**Passage to read:**
::::::::
I learned last week that Ian Porteous of Liverpool University mathematics department had passed away. I first met Ian during a conference in Liverpool when I was a postgraduate student and got to know him better around the time he retired when I had a postdoctoral position there. As everyone who met him would probably say, he was a bit of a character and always had a story to tell. Retirement didn’t seem to slow him down. He was highly active in taking mathematics out to schools with his maths roadshow and was even involved in a Masterclass the day before he died.

Sadly, I don’t have a picture of him to hand; a web search and look at his Wikipedia entry didn’t locate one either.

If you have not already done so, then have a look at his book Geometric Differentiation. It’s a trove of interesting results about the geometry of curves and surfaces. His notation is non-standard but don’t let that put you off.
::::::::
**Record set:**
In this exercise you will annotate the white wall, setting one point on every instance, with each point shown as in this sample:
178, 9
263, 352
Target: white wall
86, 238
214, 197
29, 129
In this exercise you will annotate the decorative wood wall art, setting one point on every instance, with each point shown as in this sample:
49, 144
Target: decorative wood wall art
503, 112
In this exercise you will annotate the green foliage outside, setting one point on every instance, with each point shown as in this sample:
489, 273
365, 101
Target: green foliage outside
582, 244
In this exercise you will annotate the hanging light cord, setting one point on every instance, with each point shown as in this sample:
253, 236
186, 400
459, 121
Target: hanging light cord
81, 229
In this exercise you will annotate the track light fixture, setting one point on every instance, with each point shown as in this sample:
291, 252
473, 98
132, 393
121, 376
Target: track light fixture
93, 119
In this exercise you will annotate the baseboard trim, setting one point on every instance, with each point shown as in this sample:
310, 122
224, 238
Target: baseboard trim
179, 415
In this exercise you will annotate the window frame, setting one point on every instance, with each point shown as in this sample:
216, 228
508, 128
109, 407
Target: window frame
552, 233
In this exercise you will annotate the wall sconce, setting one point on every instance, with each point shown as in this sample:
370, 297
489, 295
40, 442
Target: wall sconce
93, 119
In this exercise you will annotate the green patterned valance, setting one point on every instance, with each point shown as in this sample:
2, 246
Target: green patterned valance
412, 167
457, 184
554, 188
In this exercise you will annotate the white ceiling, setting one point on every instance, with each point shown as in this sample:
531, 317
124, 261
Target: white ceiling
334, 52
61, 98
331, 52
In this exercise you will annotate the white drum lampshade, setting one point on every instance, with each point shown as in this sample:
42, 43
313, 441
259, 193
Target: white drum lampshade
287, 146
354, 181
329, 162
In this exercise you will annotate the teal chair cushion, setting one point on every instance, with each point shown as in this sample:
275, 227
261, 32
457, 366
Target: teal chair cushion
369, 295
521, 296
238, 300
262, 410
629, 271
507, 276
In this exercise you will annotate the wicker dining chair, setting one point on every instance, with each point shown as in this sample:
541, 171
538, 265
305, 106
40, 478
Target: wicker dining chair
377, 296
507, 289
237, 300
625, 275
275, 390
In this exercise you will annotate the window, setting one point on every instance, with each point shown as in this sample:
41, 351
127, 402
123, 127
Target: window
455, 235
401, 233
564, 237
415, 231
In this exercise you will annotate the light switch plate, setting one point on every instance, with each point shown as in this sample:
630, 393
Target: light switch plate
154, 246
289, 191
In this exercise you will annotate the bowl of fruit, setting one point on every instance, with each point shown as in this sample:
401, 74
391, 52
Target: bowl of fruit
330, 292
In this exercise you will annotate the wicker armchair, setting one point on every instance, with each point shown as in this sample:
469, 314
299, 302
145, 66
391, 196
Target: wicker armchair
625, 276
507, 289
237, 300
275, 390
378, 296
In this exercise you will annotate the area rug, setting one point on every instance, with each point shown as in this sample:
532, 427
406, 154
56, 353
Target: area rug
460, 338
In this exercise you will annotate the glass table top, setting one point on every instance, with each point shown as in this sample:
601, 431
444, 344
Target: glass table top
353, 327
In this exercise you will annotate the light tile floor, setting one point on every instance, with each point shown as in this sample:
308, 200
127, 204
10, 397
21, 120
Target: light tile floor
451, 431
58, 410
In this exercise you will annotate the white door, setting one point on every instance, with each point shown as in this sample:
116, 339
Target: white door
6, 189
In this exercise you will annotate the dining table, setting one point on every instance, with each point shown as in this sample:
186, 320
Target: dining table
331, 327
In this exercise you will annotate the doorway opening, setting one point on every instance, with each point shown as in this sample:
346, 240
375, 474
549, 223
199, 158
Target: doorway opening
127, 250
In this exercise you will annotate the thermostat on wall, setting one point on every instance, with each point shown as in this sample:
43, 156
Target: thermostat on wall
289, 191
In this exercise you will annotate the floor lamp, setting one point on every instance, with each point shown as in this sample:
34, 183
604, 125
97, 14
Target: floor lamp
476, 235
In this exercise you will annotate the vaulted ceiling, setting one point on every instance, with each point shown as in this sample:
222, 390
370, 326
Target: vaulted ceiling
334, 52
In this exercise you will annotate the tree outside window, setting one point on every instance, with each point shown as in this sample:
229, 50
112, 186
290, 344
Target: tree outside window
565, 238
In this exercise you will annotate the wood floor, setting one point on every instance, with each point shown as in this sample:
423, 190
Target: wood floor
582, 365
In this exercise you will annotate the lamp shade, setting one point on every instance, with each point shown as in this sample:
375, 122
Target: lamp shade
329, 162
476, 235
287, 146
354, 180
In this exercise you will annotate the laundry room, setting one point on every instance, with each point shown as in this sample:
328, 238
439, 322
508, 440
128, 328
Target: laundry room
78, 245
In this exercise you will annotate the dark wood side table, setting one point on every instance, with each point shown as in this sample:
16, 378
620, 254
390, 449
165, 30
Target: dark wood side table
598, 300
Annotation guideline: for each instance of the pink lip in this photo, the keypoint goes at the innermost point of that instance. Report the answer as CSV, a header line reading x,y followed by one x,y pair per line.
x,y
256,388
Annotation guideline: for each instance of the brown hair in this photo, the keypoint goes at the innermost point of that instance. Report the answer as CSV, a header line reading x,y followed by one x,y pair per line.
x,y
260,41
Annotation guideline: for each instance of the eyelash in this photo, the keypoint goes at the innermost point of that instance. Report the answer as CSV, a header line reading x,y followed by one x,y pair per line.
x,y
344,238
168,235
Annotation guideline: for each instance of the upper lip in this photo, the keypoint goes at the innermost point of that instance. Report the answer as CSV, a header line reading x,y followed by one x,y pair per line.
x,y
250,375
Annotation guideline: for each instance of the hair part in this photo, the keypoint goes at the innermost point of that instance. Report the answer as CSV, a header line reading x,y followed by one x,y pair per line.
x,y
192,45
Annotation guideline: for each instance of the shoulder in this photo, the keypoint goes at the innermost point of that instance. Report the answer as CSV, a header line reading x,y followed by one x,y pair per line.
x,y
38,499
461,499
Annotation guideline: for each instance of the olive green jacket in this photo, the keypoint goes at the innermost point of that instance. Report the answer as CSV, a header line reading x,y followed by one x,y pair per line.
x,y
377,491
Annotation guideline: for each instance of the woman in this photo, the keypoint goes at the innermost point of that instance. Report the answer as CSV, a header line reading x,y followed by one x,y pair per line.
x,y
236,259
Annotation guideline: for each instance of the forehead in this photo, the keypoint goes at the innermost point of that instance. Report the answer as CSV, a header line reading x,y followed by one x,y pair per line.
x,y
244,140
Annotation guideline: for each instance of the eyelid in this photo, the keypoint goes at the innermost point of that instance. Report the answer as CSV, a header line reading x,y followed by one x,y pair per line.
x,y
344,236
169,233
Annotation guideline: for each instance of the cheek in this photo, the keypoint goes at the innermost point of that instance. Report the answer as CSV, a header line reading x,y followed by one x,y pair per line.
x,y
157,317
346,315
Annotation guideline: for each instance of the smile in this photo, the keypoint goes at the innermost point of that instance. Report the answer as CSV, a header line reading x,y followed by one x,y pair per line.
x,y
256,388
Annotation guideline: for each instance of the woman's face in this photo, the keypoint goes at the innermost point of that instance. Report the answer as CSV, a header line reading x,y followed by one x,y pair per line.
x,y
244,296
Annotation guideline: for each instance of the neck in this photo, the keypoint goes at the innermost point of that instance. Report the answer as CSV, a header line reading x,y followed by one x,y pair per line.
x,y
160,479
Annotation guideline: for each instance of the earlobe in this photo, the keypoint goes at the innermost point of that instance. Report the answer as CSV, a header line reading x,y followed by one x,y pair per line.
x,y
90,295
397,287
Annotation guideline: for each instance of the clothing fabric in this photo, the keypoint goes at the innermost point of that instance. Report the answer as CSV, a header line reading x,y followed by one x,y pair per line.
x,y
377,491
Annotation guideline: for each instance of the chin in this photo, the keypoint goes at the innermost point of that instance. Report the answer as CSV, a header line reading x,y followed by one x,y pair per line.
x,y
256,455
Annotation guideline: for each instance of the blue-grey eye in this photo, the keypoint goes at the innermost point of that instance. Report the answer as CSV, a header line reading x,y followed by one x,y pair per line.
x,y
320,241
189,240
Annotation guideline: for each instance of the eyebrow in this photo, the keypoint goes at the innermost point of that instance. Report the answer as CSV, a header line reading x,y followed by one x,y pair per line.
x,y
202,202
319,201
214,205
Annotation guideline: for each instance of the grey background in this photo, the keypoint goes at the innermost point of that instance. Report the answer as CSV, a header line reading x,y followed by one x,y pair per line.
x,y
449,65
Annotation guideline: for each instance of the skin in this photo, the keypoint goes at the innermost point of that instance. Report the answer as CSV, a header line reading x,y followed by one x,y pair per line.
::::::::
**Required actions:**
• a. Name every place, institution, website, and book title that appears in the remembrance of Ian Porteous.
• b. In the remembrance of Ian Porteous, what was he involved in the day before he died?
• c. Carry on the remembrance of Ian Porteous, starting after its final sentence.

**Answers to the tasks:**
• a. Liverpool University (its mathematics department), Liverpool, Wikipedia, and Geometric Differentiation.

• b. He was involved in a Masterclass.

• c.
Strangely enough, I had been telling my Group Theory tutorial group about him last Monday because I realized that the milk crate problem he used to carry with him on his roadshow would exemplify a point I wished to make. After the tutorial I returned to my office to find an email saying that he had died.

His contribution to the world of mathematics, in particular his work as an ambassador for the subject in his school outreach work, will be missed by many.

(The Milk crate problem: How can you arrange 6 milk bottles in a 3-by-3 milk crate so that each row contains two milk bottles and each column contains two?)